→ Exercise instructions
From the article on OmniTier's CompStor below, list each job control mechanism the platform is said to provide.

→ Document extract
OmniTier’s CompStor Brings De Novo Analytics To Genomics
By Bio-IT World Staff
August 14, 2018 | OmniTier announced that in a joint study with researchers at the Mayo Clinic’s Center for Individualized Medicine, the company successfully demonstrated human DNA variant calling using de novo global assembly techniques with breakthrough performance and cost.
Using the well-characterized NA12878 short-read sequenced genome dataset, the CompStor compute cluster completed variant-caller-ready assembly of a 50x coverage genome in less than two hours. The solution scales to 800x sequence coverage, a dataset size previously considered too large for de novo techniques but necessary to reliably identify new and infrequent variants.
The joint study builds upon OmniTier’s previously announced result of assembling a human genome in 8 minutes. It shows that de novo global assembling can be routinely applied to whole genome sequencing, even with high coverage sequenced genomes where accuracy is paramount. The joint study also shows that de novo analytics no longer requires supercomputing-level resources, but instead can be completed on application-specific bioinformatics platforms based on standard, low-cost servers with next-generation software and memory – opening the door to hundreds of institutions globally that are eager to leverage next-generation sequencing techniques.
“De novo sequence assembly for better variant discovery and characterization has remained elusive due to the exceedingly long assembly times and resources requirement of existing assemblers. CompStor holds the promise to change that paradigm,” Alexej Abyzov, computational genomicist and biologist, senior associate consultant and assistant professor of biomedical informatics at the Mayo Clinic in Rochester, MN, said in a press release.
“In benchmarking, CompStor has enabled us with fast, robust, accurate, and unbiased analysis of individualized high coverage whole genome sequencing data. We expect to apply CompStor's unique capabilities to analyzing point nucleotide substitutions as well as larger structural variants and indels in several future studies,” Abyzov continued. Technical observations of the CompStor system will be published in a forthcoming peer-reviewed paper, jointly produced by Abyzov’s laboratory and OmniTier scientists.
Whole genome sequencing (WGS) has emerged as the central approach in characterizing human variation and disease states on a population scale, but it demands new computational bioinformatics solutions. Current variant-calling methods are based on alignment of the sequenced reads against a known reference genome – a single reference approach that introduces biases and leads to missed variants. This inherent bias limits the quality of whole genome sequencing and other Next Generation Sequencing (NGS) applications. The de novo global assembly methodology avoids the use of a reference and, therefore, enables complex variant calling with haplotype (phased) resolution. However, current de novo implementations are too slow and expensive for mass deployment.
CompStor’s implementation addresses the demand for higher quality in WGS by delivering high computational efficiency and low cost. Its tiered-memory architecture utilizes DRAM and flash memory resources in a novel cluster configuration to overcome the limitations of the existing de novo assembly implementations. By using standard, low-cost x86 (Intel processor) servers with software designed around expansive computational memory, supercomputer-like results are possible. CompStor clusters have optimized data ingress and egress – for example, ingesting raw genome sequence datasets at up to 10 GB/s from suitable external sources. The solution seamlessly integrates with existing genomics workflows and provides command line, API, and web-based job control mechanisms. Users can choose from industry-standard or built-in variant callers.
“CompStor is bringing the de novo analytics era to genomics,” said Hemant Thapar, founder and CEO of OmniTier, in an official statement. “Existing solutions are severely limiting in the use of de novo assembly, especially for high coverage genomes – yet in CompStor we have an approach that can be deployed pervasively. Our current results in the joint study with the Mayo Clinic highlight the potential to integrate de novo assembly methodology in genomic medicine and achieve higher accuracy and shorter assembly times on affordable cloud or on-premise infrastructure. Our CompStor platform side-steps fundamental data transfer problems to remote compute facilities and applies tiered memory innovations that can expedite the path to personalized medicine.”

→ Records held in a dataset
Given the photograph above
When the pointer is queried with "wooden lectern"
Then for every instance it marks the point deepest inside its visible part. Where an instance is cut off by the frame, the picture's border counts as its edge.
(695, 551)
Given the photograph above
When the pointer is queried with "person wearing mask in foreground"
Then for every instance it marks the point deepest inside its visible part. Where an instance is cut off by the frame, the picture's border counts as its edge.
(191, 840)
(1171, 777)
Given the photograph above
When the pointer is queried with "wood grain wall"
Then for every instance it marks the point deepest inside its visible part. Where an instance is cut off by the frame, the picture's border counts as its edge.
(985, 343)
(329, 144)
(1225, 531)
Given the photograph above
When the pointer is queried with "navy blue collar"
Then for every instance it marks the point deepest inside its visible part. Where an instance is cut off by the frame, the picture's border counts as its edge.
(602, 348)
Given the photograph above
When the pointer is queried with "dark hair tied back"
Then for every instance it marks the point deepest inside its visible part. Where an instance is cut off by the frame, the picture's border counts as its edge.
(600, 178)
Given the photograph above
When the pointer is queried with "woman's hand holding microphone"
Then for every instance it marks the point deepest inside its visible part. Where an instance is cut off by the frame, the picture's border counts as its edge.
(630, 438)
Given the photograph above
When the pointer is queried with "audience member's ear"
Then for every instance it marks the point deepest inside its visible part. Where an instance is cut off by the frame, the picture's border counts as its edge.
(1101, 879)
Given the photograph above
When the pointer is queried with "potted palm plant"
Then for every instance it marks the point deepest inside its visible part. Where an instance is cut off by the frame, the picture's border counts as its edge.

→ Task response
Command line, API, and web-based job control.